**Required action**
Search the material below for the word "outline" and copy every line in which it occurs.

**Dataset records**
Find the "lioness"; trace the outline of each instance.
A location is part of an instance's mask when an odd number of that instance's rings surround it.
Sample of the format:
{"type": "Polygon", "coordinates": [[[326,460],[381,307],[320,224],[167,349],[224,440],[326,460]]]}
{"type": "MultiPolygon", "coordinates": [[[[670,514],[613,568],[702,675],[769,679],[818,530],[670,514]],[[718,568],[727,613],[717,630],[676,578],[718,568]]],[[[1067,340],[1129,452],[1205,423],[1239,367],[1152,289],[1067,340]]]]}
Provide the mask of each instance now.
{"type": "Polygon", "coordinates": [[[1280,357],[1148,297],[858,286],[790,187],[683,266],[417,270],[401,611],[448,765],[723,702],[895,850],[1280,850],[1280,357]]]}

* * *

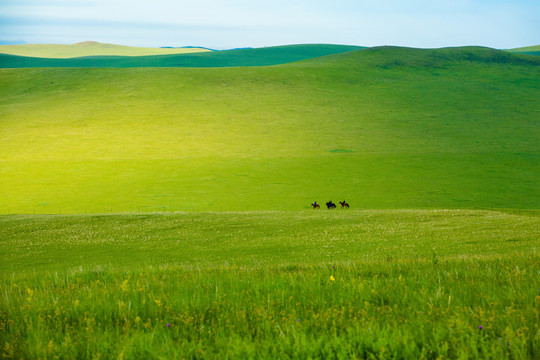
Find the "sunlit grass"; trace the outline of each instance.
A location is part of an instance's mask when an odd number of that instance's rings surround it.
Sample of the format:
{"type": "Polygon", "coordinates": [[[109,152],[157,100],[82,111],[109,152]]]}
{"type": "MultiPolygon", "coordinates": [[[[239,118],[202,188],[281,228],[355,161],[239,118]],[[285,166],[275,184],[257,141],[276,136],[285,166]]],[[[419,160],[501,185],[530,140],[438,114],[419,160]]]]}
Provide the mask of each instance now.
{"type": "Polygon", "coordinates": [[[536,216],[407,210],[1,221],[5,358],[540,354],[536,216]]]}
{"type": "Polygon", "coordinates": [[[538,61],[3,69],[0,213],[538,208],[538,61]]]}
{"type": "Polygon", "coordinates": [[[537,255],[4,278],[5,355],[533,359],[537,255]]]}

---

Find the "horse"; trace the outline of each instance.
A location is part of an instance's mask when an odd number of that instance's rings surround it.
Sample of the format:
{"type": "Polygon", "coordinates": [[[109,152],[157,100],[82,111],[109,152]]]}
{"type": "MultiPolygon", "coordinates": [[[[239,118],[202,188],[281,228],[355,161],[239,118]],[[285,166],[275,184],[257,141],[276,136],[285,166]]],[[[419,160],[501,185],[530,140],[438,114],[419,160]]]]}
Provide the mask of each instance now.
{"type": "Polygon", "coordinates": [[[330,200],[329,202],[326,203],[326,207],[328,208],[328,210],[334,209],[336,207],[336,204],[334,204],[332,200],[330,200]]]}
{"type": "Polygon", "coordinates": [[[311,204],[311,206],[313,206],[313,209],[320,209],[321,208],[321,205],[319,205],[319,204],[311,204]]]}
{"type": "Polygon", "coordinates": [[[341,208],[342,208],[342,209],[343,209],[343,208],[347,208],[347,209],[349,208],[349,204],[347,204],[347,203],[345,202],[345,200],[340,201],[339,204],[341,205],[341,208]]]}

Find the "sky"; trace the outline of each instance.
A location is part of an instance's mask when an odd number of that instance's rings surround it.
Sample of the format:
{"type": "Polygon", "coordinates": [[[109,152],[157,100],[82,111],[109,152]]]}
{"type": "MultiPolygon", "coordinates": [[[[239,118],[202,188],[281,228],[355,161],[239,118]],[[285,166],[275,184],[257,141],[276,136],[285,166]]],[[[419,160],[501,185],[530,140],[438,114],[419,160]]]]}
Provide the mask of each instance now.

**Expected output**
Find the "lioness"; trace the outline of each instance.
Find the "sunlit grass"; trace the outline of each instance.
Find the "horse"; trace the outline of each instance.
Find the "sky"; trace the outline of each instance.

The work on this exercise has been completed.